_Text section_

Start of Block

Rita Winkeler, who runs the Murray Parents Association, said the pandemic was devastating for her family — and for many others with loved ones at the facility.
“One day they [told] us you can no longer come in, and the next time we got to see our loved ones was four months later,” Winkeler said
On another occasion, Winkeler’s family had plans to visit her son the following day. But the night before, a staff member tested positive for COVID-19.
“So then we had another two weeks to wait,” she said.
Families with loved ones in facilities for the developmentally disabled are especially eager to spend the holidays together this year. But as the pandemic continues, they face new uncertainty and continuing lockdowns even as the rest of the country tries to get back to normal.
Margaret Nygren, who heads the American Association on Intellectual and Developmental Disabilities, said the impact of COVID-related closures is greater for people in congregate care facilities because they are already somewhat isolated from the rest of the world.
“Taking away even small amounts of access to the larger world can be devastating,” Nygren said.
Murray residents and their families faced the same pandemic challenges as everyone else — uncertainty, isolation and worry. But family members of people with intellectual and developmental disabilities face additional challenges, trying to help their loved ones understand what’s going on and why they’re not able to visit.
Some of Murray’s residents understood what was going on, like Ineke, whose guardians requested her last name not be used. Ineke said she’s proud of the way she has stayed strong.

End of Block

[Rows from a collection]
Start of Block

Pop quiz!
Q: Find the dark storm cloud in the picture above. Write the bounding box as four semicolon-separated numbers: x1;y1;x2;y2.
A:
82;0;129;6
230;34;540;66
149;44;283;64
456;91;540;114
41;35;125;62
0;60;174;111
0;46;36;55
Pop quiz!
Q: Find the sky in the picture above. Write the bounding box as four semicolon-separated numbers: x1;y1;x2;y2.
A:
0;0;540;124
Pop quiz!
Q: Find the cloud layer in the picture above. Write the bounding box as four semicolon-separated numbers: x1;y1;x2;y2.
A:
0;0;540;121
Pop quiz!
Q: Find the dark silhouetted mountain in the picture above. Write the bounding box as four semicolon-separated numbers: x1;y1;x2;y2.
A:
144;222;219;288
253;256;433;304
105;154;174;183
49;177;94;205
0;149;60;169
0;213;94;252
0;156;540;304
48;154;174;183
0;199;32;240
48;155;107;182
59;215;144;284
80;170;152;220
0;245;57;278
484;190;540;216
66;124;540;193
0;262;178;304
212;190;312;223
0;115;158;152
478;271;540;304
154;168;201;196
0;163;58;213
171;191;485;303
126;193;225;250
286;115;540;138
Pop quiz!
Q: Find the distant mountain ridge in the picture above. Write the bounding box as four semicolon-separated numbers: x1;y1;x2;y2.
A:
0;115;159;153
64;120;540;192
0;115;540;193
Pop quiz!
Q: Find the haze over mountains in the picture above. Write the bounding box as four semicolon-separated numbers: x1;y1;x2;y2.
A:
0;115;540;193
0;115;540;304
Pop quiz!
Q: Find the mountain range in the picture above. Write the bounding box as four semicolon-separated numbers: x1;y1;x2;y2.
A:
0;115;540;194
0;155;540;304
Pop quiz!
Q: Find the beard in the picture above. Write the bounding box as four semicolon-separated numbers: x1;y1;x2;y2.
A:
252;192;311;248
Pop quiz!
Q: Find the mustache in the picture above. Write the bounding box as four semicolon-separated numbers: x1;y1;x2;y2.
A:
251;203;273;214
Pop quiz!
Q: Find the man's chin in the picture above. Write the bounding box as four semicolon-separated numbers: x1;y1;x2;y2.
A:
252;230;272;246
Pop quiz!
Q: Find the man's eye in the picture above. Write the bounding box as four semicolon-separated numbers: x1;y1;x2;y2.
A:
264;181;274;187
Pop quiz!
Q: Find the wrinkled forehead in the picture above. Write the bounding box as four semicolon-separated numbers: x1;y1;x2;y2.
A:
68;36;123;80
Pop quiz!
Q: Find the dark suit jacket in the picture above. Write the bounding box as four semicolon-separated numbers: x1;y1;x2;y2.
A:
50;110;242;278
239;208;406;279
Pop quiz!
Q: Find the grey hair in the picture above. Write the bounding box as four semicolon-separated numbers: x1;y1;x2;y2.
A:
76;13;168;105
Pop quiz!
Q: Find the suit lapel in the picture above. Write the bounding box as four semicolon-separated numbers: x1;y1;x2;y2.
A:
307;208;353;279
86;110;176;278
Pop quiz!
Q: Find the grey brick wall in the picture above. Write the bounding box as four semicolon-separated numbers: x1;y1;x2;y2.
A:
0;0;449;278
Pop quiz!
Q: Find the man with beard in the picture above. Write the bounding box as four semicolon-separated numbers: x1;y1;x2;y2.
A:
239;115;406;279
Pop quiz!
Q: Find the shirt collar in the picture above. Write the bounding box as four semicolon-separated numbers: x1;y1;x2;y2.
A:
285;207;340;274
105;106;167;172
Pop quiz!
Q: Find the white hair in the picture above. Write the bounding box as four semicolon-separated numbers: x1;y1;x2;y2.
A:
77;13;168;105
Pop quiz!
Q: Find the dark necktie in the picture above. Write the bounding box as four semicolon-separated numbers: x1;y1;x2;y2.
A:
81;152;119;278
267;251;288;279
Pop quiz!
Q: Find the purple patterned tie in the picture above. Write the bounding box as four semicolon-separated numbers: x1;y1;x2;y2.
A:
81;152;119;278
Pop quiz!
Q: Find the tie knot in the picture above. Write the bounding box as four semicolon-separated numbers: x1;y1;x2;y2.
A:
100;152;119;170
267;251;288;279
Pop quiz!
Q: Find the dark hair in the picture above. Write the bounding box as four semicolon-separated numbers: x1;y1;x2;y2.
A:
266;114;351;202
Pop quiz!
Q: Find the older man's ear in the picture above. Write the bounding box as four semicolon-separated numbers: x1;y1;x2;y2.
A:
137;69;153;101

End of Block

_To do_
From the article above about family visits during the pandemic, extract word for word the part that opens with the words containing "Margaret Nygren, who" and closes with "has stayed strong.".

_Answer to this task_
Margaret Nygren, who heads the American Association on Intellectual and Developmental Disabilities, said the impact of COVID-related closures is greater for people in congregate care facilities because they are already somewhat isolated from the rest of the world.
“Taking away even small amounts of access to the larger world can be devastating,” Nygren said.
Murray residents and their families faced the same pandemic challenges as everyone else — uncertainty, isolation and worry. But family members of people with intellectual and developmental disabilities face additional challenges, trying to help their loved ones understand what’s going on and why they’re not able to visit.
Some of Murray’s residents understood what was going on, like Ineke, whose guardians requested her last name not be used. Ineke said she’s proud of the way she has stayed strong.